# SOURCE EXTRACT

------------------------------------------------------------

Rats developing AA showed a significant leucocytosis on day 14 (65 ± 7 x 103 cells/mm3) compared with normal rats (10 ± 0.5 x 103), P< 0.0001). Neutrophils made up 62% of this population with a count of 40 ± 6 x 103 cells/mm3. Treatment with DMTU (500 mg/kg) did not affect the total leucocyte count (64 ± 25 x 103 cells/mm3) or the neutrophil count (40 ± 2 x 103 cells/mm3). Cells obtained from peritoneal lavage were at least 95% neutrophils by nuclear morphology. Peritoneal neutrophil counts from DMTU treated rats (8.1 ± 1.5 x 107 cells/animal) did not significantly differ from counts obtained from untreated rats (9.9 ± 3.2 x 107 cells/animal.)

------------------------------------------------------------

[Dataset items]

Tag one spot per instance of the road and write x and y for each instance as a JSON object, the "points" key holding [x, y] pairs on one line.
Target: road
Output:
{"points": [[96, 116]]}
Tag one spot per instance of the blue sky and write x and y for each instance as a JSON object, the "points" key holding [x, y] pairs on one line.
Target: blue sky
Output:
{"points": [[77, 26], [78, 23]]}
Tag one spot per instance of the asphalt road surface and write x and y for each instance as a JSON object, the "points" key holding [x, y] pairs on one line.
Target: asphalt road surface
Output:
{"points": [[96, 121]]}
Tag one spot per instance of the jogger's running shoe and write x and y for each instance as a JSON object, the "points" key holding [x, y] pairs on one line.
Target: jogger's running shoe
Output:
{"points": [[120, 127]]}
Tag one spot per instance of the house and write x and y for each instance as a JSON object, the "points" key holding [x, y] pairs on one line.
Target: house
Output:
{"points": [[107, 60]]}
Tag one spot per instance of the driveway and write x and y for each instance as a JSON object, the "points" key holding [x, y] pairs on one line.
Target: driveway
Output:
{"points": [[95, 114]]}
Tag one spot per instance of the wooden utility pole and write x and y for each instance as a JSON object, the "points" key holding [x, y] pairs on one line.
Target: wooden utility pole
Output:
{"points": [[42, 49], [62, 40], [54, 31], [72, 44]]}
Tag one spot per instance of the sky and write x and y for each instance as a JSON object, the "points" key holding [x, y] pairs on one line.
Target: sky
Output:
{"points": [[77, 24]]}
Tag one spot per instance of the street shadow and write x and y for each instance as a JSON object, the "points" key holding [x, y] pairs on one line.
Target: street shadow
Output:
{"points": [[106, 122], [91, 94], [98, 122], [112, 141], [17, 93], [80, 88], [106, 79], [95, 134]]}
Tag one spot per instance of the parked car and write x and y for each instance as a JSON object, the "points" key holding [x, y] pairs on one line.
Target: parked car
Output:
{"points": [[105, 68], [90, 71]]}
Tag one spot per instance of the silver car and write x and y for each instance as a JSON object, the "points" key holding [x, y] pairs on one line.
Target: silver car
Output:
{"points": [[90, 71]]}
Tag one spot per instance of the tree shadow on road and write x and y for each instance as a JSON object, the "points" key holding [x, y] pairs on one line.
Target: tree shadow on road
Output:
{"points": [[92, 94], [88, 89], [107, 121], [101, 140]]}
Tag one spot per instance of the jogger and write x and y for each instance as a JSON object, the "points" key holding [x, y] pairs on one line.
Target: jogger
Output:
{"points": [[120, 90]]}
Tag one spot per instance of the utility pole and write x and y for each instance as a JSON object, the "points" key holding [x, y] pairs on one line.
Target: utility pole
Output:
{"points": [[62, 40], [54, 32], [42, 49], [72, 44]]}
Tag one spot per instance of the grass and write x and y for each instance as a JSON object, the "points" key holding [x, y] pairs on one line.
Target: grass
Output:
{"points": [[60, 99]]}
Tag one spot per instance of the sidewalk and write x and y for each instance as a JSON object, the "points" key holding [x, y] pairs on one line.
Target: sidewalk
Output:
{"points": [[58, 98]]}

------------------------------------------------------------

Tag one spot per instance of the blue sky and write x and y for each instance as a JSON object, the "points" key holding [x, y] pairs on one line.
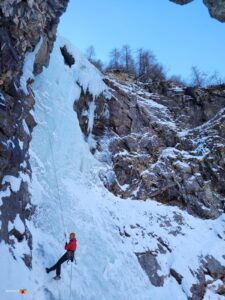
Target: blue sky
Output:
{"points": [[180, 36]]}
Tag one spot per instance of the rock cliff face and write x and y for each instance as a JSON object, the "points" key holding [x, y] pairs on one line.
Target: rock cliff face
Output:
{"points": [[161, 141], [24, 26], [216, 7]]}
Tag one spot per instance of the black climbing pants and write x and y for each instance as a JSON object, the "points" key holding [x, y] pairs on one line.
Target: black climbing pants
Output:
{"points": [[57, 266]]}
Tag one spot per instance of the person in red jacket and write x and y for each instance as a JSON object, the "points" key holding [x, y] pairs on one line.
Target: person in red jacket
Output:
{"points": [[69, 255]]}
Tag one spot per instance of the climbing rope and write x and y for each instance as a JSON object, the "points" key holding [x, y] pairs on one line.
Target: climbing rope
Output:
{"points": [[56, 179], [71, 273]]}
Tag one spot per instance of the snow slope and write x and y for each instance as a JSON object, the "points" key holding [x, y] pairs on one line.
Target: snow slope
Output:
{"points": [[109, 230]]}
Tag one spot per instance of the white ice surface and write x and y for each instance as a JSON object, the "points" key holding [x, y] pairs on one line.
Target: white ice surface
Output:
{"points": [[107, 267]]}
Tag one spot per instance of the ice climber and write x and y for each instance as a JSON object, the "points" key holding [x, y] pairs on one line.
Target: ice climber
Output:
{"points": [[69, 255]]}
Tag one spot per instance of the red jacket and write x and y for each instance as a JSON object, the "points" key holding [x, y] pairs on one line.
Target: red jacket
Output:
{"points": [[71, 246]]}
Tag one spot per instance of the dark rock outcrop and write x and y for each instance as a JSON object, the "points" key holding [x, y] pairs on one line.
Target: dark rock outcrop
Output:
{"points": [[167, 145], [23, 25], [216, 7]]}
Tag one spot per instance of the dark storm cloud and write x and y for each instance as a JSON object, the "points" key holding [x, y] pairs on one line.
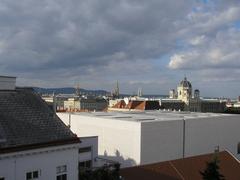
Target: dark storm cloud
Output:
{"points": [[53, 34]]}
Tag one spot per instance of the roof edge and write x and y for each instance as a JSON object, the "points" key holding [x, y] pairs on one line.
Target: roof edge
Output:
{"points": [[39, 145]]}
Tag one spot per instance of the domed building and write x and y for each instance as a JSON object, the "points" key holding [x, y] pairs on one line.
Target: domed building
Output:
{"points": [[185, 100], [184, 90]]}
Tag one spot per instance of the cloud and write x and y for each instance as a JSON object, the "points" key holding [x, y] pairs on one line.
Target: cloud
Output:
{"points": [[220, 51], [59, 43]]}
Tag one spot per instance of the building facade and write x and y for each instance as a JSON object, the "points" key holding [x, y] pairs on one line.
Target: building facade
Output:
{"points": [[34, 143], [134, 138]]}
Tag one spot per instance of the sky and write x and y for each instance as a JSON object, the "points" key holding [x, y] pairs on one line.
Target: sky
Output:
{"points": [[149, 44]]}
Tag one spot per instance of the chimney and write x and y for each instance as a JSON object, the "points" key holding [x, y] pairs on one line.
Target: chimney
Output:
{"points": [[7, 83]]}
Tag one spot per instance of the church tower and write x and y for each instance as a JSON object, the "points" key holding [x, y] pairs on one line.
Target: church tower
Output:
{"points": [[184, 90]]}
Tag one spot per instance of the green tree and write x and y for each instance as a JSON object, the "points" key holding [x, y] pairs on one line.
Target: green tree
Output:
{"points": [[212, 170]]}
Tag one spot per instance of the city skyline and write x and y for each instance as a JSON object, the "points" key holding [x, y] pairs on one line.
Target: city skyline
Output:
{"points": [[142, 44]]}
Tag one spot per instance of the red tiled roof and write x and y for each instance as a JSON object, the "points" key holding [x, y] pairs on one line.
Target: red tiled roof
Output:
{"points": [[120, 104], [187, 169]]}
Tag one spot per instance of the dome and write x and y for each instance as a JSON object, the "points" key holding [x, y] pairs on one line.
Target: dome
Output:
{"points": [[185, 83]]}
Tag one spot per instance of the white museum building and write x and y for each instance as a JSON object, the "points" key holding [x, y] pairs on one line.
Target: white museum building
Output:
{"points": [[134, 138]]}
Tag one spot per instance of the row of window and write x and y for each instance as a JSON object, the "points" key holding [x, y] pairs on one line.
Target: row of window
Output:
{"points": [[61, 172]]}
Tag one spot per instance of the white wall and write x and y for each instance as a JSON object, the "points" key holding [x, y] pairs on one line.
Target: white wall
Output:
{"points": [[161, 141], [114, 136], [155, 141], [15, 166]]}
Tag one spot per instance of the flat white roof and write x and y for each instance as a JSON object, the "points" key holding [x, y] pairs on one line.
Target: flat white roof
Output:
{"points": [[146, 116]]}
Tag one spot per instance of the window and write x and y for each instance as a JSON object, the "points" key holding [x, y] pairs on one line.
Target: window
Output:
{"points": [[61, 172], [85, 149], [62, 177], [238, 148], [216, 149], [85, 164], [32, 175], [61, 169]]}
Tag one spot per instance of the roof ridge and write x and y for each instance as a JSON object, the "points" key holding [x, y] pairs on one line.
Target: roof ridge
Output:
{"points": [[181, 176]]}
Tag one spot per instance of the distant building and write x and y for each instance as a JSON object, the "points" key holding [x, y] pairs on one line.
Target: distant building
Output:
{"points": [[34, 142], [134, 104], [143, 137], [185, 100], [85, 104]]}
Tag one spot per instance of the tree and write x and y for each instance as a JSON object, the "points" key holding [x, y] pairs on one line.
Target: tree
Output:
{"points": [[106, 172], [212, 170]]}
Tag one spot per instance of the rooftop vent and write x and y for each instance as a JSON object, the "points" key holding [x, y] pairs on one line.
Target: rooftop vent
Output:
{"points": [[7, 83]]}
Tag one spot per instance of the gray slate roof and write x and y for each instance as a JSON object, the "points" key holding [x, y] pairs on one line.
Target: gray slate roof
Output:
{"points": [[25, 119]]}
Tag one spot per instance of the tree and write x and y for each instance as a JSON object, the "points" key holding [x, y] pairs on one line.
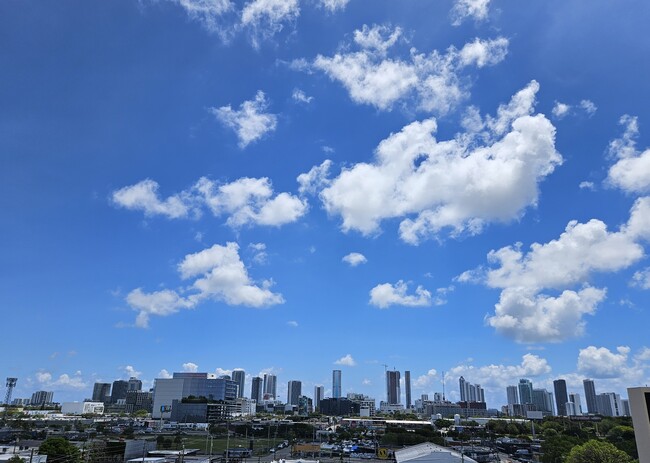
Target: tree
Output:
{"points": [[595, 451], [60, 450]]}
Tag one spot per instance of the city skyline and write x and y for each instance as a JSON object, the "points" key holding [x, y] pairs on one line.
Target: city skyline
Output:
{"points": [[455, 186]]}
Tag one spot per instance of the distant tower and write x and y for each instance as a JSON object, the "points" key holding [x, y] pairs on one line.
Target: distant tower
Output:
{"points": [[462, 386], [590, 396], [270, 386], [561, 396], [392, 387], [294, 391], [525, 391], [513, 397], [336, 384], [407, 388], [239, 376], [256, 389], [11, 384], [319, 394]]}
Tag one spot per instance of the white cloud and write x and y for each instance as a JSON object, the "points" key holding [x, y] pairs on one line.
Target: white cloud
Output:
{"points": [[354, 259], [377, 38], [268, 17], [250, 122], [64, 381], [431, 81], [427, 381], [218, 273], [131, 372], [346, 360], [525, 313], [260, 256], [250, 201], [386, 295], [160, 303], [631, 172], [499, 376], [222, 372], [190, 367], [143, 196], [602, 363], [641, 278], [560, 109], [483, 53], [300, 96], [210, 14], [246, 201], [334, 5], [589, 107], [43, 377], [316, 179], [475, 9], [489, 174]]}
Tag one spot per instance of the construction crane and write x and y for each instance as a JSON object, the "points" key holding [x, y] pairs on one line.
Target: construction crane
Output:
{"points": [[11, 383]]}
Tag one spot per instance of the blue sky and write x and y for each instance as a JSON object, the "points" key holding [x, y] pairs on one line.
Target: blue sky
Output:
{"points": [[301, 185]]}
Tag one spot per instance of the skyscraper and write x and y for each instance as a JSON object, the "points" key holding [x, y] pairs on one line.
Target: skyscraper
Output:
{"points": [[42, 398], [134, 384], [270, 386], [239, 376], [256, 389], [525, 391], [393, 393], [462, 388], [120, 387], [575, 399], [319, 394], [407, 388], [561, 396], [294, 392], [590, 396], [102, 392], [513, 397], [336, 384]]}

------------------------------------------------------------

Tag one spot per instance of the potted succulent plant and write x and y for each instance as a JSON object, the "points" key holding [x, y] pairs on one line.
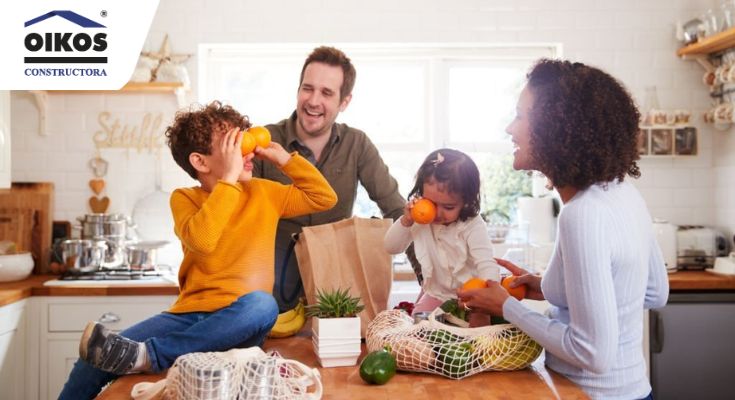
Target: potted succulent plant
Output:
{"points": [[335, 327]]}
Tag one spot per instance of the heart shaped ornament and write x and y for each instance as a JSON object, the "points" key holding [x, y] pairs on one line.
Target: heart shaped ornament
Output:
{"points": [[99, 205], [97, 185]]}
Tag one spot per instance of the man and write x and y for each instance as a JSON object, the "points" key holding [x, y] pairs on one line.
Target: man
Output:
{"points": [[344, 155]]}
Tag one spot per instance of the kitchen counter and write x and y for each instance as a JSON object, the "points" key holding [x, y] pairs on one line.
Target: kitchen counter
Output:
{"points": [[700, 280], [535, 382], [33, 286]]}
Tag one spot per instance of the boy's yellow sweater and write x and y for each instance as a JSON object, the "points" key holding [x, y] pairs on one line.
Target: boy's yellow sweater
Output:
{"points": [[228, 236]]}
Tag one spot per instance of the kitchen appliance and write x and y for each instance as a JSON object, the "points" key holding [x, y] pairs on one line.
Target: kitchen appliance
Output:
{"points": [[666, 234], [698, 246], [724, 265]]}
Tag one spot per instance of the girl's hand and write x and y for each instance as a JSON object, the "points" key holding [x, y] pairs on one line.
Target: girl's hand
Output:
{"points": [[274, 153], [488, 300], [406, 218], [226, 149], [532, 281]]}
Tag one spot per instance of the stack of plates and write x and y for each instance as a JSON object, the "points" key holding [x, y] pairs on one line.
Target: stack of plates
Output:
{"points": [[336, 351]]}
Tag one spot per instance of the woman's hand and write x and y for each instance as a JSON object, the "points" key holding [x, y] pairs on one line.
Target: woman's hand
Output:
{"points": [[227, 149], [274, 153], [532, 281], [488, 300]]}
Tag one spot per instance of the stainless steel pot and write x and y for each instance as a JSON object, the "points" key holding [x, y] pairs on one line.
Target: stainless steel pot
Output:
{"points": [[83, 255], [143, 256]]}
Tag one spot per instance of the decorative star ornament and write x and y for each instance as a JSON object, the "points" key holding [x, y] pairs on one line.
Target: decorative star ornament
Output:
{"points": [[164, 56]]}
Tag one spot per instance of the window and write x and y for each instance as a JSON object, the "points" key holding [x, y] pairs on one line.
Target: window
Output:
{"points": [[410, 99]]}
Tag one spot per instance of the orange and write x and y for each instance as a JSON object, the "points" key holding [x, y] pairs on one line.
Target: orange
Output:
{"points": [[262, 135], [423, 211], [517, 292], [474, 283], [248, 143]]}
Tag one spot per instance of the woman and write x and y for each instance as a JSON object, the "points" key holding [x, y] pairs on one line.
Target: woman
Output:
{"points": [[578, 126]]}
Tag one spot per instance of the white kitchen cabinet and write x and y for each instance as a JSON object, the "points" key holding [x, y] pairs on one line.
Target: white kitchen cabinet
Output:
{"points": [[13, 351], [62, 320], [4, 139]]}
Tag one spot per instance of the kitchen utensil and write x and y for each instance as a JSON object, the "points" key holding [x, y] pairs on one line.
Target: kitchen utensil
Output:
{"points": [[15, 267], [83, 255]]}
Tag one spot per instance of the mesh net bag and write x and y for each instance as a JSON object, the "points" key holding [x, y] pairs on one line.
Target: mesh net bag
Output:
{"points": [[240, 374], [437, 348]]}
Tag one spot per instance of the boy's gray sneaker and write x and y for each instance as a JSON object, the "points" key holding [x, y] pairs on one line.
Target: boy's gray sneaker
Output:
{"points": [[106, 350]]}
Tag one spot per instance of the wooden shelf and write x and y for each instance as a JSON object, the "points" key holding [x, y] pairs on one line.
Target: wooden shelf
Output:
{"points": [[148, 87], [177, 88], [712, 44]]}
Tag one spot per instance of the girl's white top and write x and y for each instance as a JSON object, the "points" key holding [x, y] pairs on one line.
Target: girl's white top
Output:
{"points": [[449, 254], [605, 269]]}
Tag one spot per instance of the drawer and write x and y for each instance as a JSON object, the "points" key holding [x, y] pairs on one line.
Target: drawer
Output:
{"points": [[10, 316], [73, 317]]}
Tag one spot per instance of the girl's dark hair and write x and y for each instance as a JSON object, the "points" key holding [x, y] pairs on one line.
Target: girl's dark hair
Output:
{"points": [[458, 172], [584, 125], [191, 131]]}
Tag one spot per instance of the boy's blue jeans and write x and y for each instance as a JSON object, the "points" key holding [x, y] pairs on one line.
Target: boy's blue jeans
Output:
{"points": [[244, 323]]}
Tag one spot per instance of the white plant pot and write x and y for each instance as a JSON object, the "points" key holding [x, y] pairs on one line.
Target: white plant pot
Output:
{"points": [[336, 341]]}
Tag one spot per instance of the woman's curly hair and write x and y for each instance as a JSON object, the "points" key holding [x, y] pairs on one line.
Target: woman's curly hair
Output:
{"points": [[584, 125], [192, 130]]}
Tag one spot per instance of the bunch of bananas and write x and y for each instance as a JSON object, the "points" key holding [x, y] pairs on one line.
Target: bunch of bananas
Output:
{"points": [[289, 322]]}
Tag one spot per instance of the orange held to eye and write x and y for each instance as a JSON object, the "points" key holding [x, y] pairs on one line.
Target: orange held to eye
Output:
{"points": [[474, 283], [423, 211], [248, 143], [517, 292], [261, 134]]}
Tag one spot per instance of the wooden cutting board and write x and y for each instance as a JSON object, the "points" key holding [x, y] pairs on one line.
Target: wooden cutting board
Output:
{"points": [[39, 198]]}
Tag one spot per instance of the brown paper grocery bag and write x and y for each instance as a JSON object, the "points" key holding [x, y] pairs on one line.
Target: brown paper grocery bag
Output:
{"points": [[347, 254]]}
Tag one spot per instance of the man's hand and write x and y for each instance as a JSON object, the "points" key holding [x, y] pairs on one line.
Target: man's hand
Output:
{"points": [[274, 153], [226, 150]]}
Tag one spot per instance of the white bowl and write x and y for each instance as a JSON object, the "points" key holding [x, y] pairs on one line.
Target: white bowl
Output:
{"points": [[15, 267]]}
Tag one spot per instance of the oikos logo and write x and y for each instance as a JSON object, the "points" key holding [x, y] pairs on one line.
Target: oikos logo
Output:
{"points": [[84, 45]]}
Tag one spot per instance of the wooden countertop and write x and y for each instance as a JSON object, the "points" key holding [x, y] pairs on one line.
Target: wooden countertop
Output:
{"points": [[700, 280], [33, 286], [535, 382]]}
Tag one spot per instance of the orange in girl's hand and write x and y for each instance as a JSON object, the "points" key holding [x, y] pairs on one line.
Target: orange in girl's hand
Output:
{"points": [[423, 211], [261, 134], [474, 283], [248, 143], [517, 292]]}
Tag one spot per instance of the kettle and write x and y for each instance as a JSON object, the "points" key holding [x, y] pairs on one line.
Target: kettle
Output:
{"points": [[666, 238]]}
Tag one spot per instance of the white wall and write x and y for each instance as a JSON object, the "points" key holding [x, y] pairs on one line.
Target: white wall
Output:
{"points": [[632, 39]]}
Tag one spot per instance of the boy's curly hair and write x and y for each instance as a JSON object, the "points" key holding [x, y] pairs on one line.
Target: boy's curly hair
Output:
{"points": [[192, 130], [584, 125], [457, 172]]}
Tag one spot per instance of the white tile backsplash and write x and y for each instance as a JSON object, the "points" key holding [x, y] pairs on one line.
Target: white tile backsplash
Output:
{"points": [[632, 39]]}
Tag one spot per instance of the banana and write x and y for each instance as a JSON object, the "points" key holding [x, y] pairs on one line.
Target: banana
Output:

------------------------------------------------------------

# WORK ORDER A
According to the passage on leucocyte counts in rats, what percentage of the leucocyte population in rats developing AA on day 14 were neutrophils?
# WORK ORDER B
Write what comes next in the passage on leucocyte counts in rats, picking up after its final sentence.

# FINAL ANSWER A
Neutrophils made up 62% of that population.

# FINAL ANSWER B
Cutaneous DTH response to disease initiating antigen

Maximal doses of DMTU (500 mg/kg) and DMSO (330 mg/kg) did not inhibit cutaneous DTH responses to the disease initiating antigen (Fig. 5). Rats developing AA developed increased skin thickness in response to challenge with MT in oil (3.6 ± 0.3 mm) which was significantly greater than the response to oil alone (2.4 ± 0.1 mm, P < 0.01). Maximal DMTU-treated rats developed cutaneous swelling similar to disease controls (MT in oil 3.3 ± 0.6 mm, oil alone 2.0 ± 0.4 mm, P < 0.01). Similarly changes in skin thickness in DMSO-treated rats was similar to disease controls (MT in oil 3.4 ± 0.1 mm, oil alone 2.2 ± 0.1 mm, P < 0.01). Normal rats did not exhibit any specific Cutaneous response following i.d. challenge with MT (MT in oil 2.4 ± 0.1 mm, oil alone 2.3 ± 0.1mm.)

Figure 5

graph/skin thickness
Fig. 5 The effect of DMTU (500 mg/kg) and DMSO (330 mg/kg) treatment on skin thickness after cutaneous challenge with mycobacterial antigens in mineral oil (red) or oil alone (green).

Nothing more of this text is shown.